_EXTRACTED MATERIAL_

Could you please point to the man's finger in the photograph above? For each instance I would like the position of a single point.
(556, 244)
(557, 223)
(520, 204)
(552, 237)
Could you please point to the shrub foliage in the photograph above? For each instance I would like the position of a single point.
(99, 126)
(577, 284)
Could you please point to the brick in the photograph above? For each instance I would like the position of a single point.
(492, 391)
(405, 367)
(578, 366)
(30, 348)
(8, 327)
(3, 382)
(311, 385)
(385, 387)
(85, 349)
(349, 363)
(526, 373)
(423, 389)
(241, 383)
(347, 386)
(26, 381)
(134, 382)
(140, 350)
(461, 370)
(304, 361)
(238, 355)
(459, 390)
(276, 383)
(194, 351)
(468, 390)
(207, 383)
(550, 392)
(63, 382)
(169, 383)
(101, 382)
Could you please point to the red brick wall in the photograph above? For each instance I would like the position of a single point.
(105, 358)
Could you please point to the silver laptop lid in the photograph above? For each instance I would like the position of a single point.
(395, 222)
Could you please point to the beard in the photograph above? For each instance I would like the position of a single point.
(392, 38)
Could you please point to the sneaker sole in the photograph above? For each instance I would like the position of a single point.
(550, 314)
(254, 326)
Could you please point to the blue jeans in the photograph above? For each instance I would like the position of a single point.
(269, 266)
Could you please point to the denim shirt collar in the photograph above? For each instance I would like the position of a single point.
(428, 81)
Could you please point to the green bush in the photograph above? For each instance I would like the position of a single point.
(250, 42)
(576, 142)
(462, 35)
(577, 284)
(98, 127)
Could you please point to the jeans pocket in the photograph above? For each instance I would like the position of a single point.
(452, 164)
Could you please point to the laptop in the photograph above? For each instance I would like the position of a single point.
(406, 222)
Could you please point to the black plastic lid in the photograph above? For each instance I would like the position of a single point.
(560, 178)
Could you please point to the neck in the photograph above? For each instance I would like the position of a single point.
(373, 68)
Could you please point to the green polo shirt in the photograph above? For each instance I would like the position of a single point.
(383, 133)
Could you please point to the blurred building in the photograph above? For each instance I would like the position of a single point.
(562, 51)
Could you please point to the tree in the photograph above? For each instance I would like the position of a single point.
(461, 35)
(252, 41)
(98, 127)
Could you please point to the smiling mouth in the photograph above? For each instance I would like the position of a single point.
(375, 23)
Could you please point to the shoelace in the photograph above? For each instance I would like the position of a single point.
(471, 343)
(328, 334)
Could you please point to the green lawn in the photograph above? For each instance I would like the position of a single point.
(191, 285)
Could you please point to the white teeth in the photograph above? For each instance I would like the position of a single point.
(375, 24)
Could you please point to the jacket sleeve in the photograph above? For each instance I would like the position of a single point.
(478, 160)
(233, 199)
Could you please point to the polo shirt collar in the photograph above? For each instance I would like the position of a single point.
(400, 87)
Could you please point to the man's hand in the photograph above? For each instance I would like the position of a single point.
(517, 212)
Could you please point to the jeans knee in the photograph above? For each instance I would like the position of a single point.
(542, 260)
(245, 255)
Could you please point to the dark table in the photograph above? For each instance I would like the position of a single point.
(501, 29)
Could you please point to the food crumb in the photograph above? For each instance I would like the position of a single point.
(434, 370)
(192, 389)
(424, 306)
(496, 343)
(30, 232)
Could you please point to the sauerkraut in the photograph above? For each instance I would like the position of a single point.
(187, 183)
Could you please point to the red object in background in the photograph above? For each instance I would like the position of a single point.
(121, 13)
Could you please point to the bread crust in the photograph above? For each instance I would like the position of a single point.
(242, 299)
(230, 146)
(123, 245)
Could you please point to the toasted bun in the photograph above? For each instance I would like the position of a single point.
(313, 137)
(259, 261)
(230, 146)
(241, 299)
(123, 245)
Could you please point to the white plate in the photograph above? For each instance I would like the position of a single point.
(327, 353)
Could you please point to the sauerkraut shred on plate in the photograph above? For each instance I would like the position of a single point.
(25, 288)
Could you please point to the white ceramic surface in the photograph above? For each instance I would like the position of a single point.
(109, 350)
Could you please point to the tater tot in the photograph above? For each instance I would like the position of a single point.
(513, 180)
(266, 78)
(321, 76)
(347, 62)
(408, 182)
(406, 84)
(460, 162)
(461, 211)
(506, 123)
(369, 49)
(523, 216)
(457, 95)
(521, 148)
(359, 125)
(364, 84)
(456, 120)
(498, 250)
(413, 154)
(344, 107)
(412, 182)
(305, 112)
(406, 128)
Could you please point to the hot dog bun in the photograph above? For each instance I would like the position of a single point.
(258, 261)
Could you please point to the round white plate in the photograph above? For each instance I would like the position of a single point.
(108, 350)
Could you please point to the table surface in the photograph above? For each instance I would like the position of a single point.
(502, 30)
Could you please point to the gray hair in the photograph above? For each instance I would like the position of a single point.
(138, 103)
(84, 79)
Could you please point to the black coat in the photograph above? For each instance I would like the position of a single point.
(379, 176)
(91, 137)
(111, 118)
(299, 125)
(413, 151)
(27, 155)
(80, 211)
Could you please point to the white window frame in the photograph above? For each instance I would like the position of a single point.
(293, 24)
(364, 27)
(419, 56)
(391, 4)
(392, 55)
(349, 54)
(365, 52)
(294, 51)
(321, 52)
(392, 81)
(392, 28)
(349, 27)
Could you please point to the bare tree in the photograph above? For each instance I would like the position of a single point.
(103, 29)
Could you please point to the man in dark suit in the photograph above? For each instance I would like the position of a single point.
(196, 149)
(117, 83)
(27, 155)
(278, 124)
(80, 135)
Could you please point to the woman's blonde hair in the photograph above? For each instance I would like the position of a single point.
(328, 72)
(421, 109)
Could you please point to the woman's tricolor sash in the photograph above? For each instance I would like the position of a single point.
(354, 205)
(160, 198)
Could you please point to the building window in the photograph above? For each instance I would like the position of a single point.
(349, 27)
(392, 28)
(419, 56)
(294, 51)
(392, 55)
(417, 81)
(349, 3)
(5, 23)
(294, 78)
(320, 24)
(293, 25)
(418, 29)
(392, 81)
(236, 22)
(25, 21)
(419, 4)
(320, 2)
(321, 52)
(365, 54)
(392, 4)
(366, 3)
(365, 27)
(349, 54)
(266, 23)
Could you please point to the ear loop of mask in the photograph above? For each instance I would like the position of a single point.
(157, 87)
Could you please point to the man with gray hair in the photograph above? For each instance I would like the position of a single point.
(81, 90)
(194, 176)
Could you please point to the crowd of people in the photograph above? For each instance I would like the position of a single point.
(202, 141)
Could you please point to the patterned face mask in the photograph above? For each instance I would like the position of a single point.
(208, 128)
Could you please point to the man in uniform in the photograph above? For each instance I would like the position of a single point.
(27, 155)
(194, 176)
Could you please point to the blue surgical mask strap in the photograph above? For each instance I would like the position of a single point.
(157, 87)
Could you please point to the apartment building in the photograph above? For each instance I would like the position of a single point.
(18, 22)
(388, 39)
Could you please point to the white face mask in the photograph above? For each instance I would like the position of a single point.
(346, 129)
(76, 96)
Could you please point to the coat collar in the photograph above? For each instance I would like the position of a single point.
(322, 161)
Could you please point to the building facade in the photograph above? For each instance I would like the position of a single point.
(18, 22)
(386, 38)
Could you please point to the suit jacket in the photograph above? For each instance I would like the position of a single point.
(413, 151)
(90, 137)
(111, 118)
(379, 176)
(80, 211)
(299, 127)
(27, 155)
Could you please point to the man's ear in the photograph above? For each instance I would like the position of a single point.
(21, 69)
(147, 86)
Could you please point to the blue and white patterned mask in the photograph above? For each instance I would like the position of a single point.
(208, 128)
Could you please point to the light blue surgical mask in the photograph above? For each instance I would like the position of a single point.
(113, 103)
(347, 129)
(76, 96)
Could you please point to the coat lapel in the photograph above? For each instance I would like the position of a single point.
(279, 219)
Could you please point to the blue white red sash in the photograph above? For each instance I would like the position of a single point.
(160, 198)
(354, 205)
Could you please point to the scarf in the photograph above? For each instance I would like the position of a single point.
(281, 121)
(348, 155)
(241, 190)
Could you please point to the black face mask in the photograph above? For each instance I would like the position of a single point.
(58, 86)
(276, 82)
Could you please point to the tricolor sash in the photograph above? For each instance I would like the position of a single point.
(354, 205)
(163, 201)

_REQUIREMENT_
Reproduce word for word everything in the lines above, starting at the line that contains "Could you please point to the blue and" and continuing down through the final line.

_SOLUTION TO THE EXERCISE_
Could you please point to the blue and white patterned mask in the photograph above? For each instance I would like the position of a single point.
(208, 128)
Could you please point to the light blue surgical mask in the photograph above? For each instance I would like the position of a single point.
(113, 103)
(347, 129)
(76, 96)
Could you please point to the coat lapel in the photograph above? For each instance I would like the position of a single point.
(279, 219)
Could you please point to the blue white red sash in the photograph above? For each instance I would like the position of a single point.
(160, 198)
(354, 205)
Could you please point to the scarf in the photograph above? For each instance I would like the position of a single point.
(281, 121)
(348, 155)
(241, 190)
Could you please point to the black face mask in the photograph above? For each instance I would like the position of a single point.
(58, 86)
(276, 82)
Could you please point to the tricolor sash in the photograph above? For each instance I would like the position of a single point.
(354, 205)
(163, 201)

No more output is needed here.